## ACTIVITY:
Identify all lines of the data containing the string "shorts" and copy them.

## INFORMATION PROVIDED:
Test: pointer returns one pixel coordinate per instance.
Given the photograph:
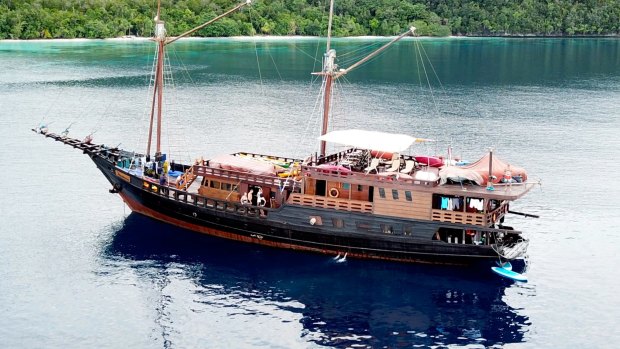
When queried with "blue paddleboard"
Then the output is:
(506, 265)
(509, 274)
==
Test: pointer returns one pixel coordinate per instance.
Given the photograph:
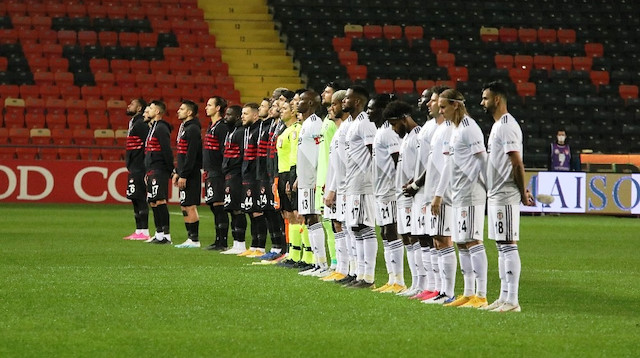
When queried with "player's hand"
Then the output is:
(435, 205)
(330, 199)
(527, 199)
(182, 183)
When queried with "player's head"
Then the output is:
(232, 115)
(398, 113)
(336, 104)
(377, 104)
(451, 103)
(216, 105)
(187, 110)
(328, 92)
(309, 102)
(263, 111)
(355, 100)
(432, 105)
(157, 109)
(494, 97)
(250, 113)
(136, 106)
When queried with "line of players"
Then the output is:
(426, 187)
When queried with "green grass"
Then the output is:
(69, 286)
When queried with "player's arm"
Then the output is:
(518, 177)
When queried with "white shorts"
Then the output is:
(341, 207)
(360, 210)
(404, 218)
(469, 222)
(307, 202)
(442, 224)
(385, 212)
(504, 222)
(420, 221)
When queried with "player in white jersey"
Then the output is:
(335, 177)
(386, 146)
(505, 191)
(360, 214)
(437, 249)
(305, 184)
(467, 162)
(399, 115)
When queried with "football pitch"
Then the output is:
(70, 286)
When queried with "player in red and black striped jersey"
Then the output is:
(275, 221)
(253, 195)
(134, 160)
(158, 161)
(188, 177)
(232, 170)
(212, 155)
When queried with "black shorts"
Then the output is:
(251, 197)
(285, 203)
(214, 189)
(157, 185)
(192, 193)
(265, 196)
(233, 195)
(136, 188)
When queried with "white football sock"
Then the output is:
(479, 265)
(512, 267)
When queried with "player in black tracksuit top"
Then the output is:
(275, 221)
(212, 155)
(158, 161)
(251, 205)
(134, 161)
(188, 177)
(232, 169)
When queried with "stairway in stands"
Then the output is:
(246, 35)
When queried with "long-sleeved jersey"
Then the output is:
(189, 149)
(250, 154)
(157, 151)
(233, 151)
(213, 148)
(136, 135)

## EXERCISE RESULT:
When queried with "white shorts"
When queried with "black shorts"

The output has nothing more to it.